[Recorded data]

* * * * * * *

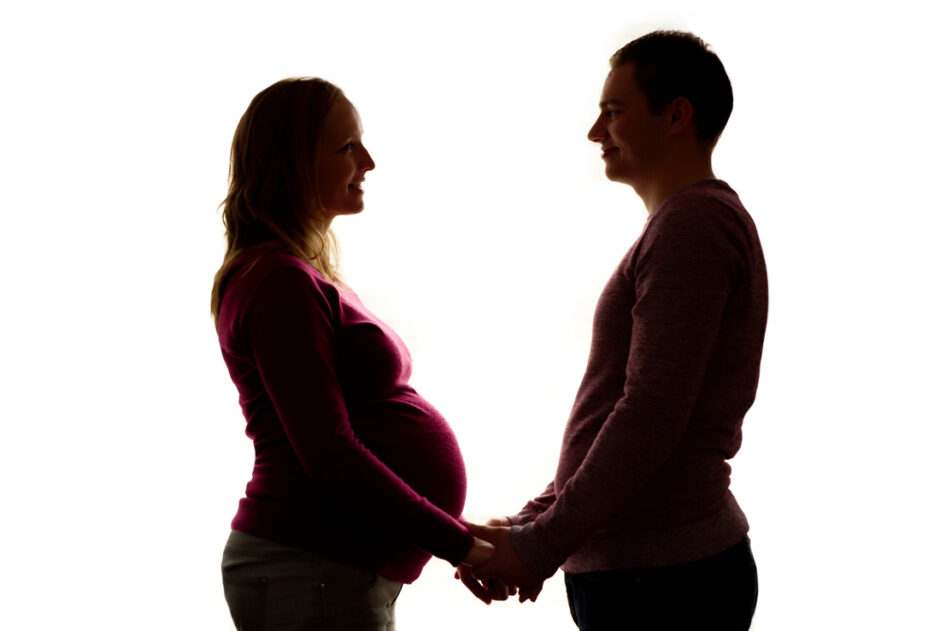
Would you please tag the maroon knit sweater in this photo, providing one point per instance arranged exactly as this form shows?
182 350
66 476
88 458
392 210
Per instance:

* * * * * * *

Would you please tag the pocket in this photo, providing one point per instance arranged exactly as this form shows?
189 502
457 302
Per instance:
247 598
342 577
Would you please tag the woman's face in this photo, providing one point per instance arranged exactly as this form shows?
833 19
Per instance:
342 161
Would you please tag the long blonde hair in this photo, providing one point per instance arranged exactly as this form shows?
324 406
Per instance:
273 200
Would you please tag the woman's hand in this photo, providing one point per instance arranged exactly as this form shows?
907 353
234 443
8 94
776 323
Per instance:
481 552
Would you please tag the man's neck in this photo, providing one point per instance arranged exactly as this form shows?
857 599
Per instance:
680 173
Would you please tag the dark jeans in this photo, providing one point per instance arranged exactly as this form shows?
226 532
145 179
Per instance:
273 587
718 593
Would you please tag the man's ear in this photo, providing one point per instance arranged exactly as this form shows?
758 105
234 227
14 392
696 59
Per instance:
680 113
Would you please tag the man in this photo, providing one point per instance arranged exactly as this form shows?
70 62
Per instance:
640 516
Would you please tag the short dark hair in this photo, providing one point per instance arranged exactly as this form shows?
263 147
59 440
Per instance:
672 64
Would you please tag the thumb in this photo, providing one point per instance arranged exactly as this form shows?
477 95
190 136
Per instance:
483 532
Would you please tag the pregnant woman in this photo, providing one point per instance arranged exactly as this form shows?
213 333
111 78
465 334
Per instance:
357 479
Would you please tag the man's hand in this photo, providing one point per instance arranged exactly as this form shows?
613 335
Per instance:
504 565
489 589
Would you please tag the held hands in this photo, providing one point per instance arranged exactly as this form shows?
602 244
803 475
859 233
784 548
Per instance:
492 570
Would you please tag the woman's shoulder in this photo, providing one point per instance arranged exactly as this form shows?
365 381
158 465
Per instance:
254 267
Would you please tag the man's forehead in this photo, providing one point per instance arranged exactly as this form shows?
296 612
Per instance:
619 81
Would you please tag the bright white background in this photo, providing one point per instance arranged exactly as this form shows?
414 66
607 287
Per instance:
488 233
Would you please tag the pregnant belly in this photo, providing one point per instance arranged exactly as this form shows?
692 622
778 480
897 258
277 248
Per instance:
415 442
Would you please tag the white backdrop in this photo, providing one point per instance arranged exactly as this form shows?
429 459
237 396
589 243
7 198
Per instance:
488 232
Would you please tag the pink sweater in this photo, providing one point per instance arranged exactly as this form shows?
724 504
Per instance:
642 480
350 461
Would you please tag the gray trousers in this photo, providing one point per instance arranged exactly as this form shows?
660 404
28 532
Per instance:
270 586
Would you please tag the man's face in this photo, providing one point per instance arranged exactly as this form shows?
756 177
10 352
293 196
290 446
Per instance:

* * * * * * *

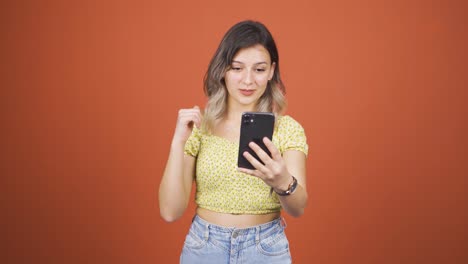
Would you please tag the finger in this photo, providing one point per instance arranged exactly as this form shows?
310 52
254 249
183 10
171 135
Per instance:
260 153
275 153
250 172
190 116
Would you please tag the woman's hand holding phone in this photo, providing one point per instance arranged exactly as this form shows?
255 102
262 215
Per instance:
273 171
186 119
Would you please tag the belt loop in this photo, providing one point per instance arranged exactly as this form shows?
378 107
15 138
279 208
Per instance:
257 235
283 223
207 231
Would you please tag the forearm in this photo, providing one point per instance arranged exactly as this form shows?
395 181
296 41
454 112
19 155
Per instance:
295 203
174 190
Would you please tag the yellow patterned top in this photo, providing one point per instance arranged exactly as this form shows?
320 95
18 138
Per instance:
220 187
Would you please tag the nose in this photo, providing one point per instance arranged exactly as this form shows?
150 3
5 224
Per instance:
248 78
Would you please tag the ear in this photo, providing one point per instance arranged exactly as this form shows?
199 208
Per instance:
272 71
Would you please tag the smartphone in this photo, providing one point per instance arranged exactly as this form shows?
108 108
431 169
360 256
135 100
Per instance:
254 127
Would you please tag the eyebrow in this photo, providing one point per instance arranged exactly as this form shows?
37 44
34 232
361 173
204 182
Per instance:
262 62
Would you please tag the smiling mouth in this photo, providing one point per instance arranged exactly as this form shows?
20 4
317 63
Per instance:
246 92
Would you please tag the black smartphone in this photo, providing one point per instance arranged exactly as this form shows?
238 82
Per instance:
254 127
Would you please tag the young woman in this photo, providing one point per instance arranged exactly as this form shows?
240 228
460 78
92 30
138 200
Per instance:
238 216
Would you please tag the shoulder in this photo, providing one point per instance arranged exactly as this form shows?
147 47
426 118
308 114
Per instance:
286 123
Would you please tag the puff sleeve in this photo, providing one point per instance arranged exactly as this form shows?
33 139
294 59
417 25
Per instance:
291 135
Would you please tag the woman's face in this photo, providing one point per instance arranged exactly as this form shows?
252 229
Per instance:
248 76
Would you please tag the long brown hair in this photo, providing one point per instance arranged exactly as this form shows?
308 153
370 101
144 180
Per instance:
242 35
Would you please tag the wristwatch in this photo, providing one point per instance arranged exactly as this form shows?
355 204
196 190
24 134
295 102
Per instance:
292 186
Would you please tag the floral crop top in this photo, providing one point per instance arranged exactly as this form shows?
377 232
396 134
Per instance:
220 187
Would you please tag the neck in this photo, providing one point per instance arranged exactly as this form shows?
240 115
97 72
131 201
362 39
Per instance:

* * * * * * *

● **Work to do**
Locate each line in the data above that contains the string "smartphone" and copy it. The match is case-sensitive.

● **Written solution**
Would you please tag the smartphone in this photo, providing one point per instance arranged exactly as this form shows?
Would you please tag the black smartphone in this photo, providing one point per instance arranged exactly as this form shows?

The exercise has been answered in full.